— begin SUPPLIED INFORMATION —
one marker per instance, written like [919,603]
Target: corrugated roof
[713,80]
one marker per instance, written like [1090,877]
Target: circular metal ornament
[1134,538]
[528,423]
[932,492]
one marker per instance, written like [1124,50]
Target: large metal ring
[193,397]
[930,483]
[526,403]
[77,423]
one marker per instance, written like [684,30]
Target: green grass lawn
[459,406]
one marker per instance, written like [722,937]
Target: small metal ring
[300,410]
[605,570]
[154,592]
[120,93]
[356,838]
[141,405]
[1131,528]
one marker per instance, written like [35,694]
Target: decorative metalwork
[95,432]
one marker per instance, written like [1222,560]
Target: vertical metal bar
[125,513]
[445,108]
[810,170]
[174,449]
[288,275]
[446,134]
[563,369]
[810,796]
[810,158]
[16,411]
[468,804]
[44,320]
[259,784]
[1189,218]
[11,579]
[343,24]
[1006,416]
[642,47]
— end SUPPLIED INFORMATION —
Exactly as they are written, print the entries again.

one marker per instance, written like [919,603]
Target: corrugated roof
[713,80]
one marker per instance, written like [1090,877]
Target: circular metal ornament
[1134,538]
[528,423]
[932,492]
one marker per instance, written like [1124,50]
Target: large metal ring
[193,397]
[930,483]
[526,403]
[77,423]
one marker per instance, written like [684,30]
Target: green grass lawn
[459,406]
one marker per instance, written like [722,937]
Target: small metal ring
[300,410]
[605,570]
[154,592]
[120,93]
[356,838]
[141,405]
[1131,528]
one marker per instance, written like [35,694]
Target: decorative metalwork
[95,432]
one marker per instance, written like [1222,560]
Target: vertical metal bar
[125,513]
[445,108]
[810,170]
[174,449]
[288,275]
[446,134]
[563,369]
[810,796]
[810,158]
[16,411]
[468,804]
[44,320]
[259,784]
[1189,218]
[11,579]
[343,24]
[1006,416]
[642,47]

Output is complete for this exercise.